• [Task]:
Each line from the one containing "of the small" through the end of the listing below must be copied exactly; pictures are excluded.

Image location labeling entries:
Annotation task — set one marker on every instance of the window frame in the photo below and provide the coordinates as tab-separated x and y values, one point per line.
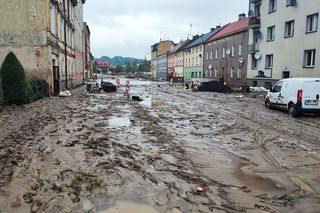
269	56
315	23
270	30
274	9
313	58
286	29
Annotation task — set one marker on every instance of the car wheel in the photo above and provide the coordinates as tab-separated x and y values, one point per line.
293	110
268	104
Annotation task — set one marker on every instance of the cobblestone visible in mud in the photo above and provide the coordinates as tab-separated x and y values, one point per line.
63	156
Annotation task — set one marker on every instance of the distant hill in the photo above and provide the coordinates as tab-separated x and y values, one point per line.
119	60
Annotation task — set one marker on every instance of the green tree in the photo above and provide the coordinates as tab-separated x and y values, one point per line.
129	67
119	68
1	96
14	82
135	68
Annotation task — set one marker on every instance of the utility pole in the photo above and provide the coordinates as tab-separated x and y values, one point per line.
65	43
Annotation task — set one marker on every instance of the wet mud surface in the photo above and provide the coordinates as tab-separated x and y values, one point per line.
107	153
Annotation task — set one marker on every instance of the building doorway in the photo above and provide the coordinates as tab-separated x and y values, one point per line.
56	78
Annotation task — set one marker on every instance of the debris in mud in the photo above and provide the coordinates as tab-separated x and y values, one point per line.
200	189
214	86
65	93
136	98
28	198
262	207
36	205
108	87
7	171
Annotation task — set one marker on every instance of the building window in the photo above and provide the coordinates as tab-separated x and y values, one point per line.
239	73
285	74
268	85
52	19
254	62
312	23
272	6
257	10
309	58
271	33
231	72
289	29
269	61
255	83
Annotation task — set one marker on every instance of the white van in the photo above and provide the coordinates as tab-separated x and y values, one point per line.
297	95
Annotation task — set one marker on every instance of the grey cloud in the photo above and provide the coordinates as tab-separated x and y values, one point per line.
130	27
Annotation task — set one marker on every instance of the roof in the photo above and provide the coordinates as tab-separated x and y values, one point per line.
179	46
231	29
102	63
203	38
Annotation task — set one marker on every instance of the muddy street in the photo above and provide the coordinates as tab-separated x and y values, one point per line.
106	153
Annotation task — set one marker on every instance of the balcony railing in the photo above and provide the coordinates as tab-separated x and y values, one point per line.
254	22
253	48
255	1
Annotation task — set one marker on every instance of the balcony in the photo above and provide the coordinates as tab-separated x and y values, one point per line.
253	48
254	22
255	1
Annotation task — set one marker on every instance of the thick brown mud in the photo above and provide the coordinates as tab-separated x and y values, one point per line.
107	153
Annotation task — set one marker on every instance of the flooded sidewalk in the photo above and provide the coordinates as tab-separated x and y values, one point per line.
107	153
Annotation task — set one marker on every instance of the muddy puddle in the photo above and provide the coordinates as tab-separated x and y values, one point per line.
127	207
118	122
151	102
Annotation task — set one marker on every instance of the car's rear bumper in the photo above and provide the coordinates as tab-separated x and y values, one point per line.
306	110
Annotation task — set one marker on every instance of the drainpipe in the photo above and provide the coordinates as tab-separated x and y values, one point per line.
65	43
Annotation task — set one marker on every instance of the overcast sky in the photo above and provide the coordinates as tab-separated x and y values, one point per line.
130	27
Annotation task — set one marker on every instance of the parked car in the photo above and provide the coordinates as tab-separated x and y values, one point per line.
297	95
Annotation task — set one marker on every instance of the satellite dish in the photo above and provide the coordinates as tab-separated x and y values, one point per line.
257	55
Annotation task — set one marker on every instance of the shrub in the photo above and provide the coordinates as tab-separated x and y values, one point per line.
1	96
37	89
14	82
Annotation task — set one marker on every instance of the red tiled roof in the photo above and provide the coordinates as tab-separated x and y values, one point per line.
231	29
102	63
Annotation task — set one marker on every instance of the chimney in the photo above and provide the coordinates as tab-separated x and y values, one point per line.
242	16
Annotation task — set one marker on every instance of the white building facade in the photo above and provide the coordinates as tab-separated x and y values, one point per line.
284	40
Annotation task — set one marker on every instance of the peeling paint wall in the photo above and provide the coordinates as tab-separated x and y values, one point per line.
34	31
23	30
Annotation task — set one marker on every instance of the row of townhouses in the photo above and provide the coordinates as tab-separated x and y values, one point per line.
49	38
279	39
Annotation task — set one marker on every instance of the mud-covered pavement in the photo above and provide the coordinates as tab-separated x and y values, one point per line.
106	153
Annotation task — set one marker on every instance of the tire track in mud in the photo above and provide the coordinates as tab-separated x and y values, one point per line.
184	172
230	110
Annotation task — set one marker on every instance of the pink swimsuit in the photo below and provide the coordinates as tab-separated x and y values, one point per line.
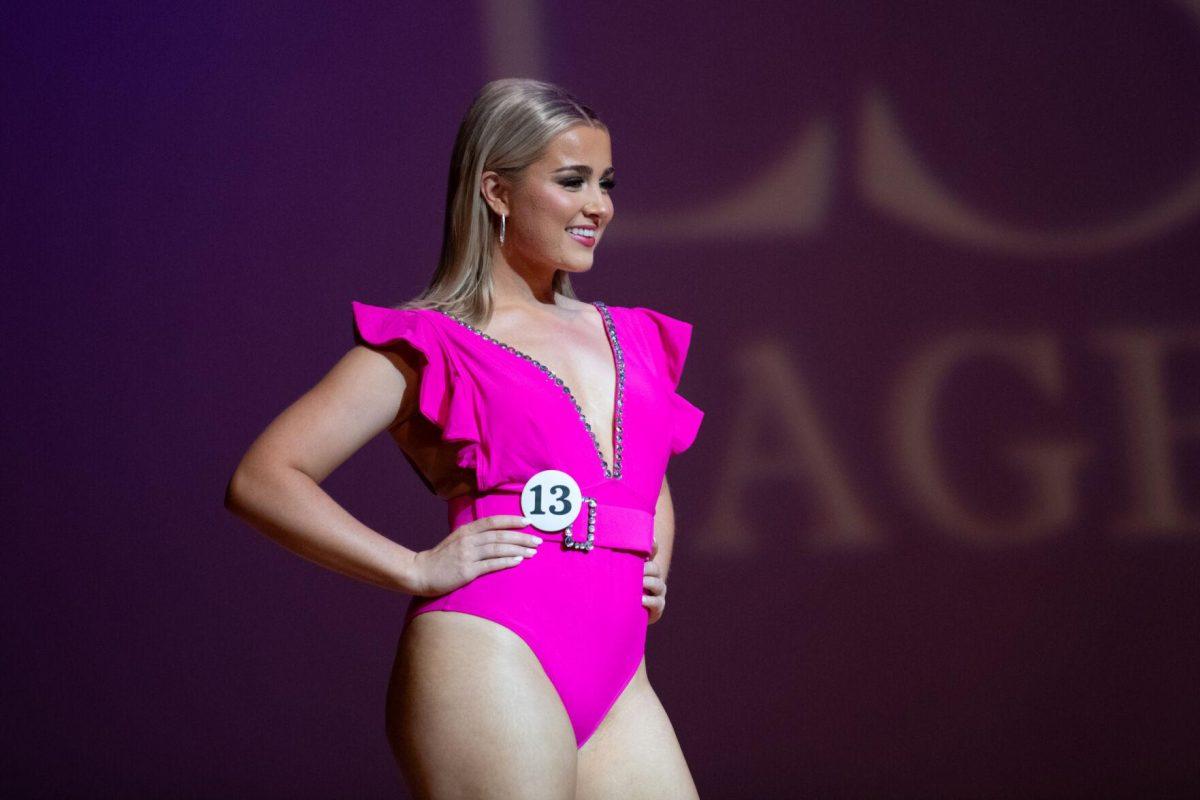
579	611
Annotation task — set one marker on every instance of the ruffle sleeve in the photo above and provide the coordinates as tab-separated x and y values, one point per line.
671	338
443	398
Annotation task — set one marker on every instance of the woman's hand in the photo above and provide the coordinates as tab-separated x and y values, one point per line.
480	546
654	587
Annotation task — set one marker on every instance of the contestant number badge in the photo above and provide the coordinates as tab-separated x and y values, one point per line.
551	500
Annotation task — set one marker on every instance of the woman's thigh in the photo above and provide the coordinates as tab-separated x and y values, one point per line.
471	713
634	753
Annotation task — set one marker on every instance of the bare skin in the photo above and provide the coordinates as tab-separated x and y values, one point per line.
471	713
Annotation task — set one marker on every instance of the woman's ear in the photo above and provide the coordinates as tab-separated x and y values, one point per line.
496	192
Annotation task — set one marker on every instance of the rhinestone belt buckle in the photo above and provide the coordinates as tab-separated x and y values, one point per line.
585	543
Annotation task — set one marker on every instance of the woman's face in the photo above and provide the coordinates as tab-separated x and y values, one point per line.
563	192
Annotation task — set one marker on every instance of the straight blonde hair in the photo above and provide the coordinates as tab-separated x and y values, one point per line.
509	126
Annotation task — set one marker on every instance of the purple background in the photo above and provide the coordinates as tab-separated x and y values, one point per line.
195	193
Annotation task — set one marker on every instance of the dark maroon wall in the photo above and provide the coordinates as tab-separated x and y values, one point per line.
939	536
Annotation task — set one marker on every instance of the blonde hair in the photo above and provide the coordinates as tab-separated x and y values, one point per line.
509	125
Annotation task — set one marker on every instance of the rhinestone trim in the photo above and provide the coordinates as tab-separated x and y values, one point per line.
585	543
619	361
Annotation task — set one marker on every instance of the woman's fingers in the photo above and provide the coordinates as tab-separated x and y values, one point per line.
491	540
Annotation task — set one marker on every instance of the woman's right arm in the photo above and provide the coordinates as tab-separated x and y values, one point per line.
276	489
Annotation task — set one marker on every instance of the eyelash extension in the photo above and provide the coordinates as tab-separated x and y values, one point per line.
609	182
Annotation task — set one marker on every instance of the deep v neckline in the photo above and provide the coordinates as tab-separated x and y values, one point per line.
618	361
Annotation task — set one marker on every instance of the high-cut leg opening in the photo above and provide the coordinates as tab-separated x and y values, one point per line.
523	633
612	701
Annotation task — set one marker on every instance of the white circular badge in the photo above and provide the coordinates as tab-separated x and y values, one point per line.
551	500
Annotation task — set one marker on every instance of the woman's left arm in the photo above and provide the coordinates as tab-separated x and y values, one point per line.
654	587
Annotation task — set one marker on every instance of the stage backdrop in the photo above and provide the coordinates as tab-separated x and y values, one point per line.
939	535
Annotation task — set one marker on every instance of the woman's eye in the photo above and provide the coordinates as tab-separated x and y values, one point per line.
575	182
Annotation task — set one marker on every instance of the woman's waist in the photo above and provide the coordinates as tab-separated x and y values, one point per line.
611	523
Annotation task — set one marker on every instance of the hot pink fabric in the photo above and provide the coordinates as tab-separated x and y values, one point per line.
581	613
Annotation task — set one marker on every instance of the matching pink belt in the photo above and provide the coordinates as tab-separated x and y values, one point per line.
617	527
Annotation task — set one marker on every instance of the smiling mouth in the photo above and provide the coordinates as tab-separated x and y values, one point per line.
586	236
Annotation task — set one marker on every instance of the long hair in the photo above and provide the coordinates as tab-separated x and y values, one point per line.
509	125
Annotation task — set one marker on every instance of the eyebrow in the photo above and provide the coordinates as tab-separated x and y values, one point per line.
580	168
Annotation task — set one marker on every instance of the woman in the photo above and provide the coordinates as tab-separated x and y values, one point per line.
521	668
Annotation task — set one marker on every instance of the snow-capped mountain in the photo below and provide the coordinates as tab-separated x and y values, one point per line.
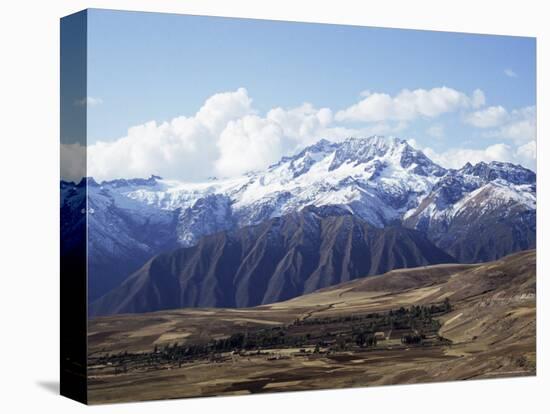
381	181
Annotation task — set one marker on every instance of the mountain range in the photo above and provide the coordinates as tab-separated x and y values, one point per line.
382	187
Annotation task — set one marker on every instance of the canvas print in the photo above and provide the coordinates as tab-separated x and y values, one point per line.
253	206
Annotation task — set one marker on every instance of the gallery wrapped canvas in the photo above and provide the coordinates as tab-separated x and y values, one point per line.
253	206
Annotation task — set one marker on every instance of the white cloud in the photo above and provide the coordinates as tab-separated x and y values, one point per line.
227	136
249	143
436	131
88	101
408	105
510	73
488	117
184	147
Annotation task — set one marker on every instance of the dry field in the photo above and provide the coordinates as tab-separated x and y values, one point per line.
488	333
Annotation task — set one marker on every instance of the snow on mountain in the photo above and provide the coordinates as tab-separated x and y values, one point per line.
381	180
378	179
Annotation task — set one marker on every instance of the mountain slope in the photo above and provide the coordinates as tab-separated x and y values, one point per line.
276	260
480	213
384	182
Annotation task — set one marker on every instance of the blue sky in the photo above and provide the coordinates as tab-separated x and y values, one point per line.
158	67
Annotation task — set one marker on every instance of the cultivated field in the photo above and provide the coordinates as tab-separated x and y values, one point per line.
436	323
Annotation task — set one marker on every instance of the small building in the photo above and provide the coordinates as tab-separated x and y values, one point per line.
380	336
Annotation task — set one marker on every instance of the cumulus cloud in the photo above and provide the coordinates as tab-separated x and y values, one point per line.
227	136
181	148
408	105
488	117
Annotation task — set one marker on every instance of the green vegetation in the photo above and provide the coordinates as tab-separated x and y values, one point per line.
413	326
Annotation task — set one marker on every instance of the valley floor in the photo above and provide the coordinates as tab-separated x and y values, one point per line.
436	323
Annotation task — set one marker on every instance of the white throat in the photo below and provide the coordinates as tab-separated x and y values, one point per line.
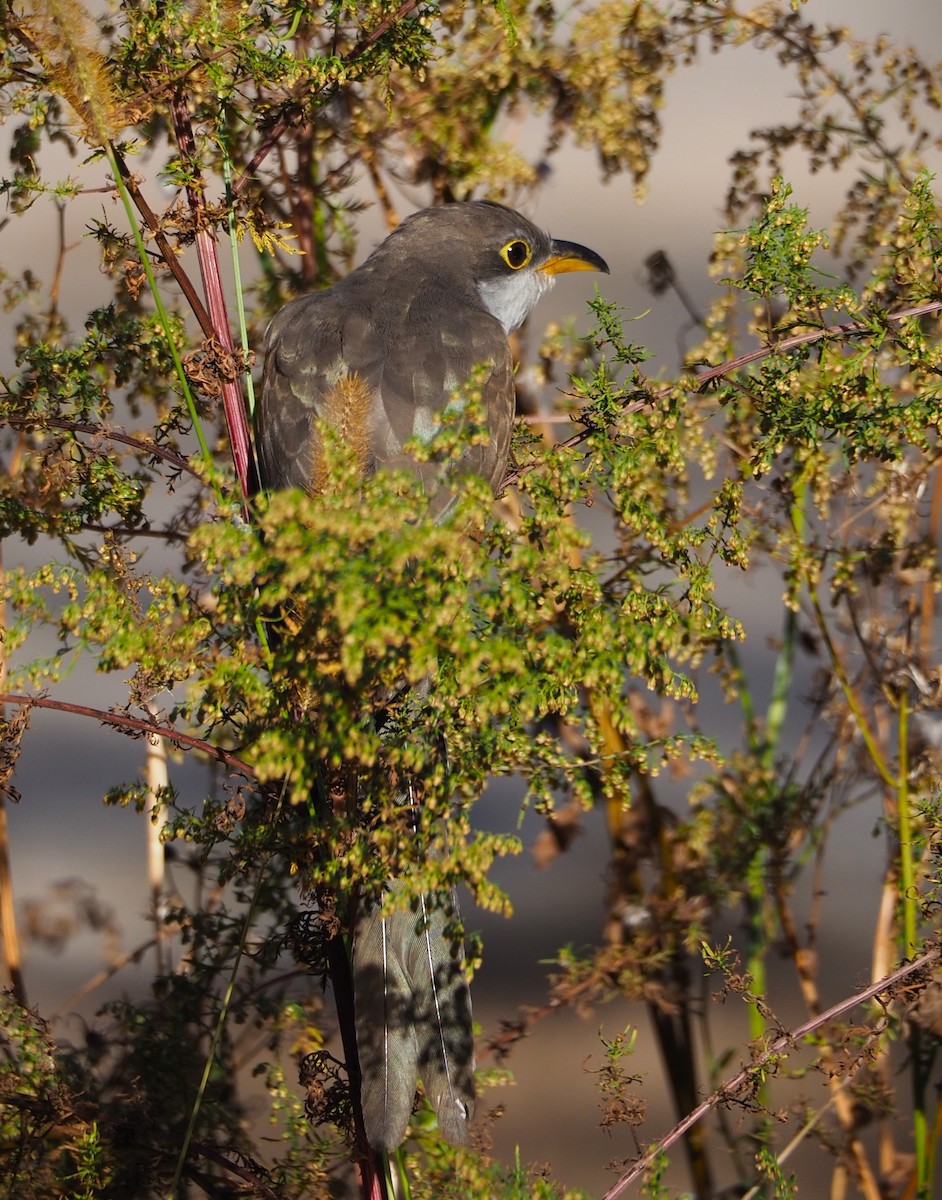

• [The output]:
Annotation task — set one marker on every instance of the small building in the photo above and provide the coordinates as tab-separated x and y values, one point per line.
380	336
Annotation task — set one marker on every instance of the cumulus cloud in the photo above and provide the coordinates as tab-separated x and y values, one point per line.
227	136
181	148
408	105
488	117
Annotation task — set one marker on every instance of the green vegetation in the photo above and provide the coordinates as tab-separated x and y values, one point per line.
413	326
Annotation task — set one marker on every instance of the valley floor in the photo above and provide the coordinates as tab-separated x and y values, one point per line.
436	323
Annotation task — set one marker on every instance of the white throat in the photo below and provide the coordinates as tab-separated x and y values, one point per line.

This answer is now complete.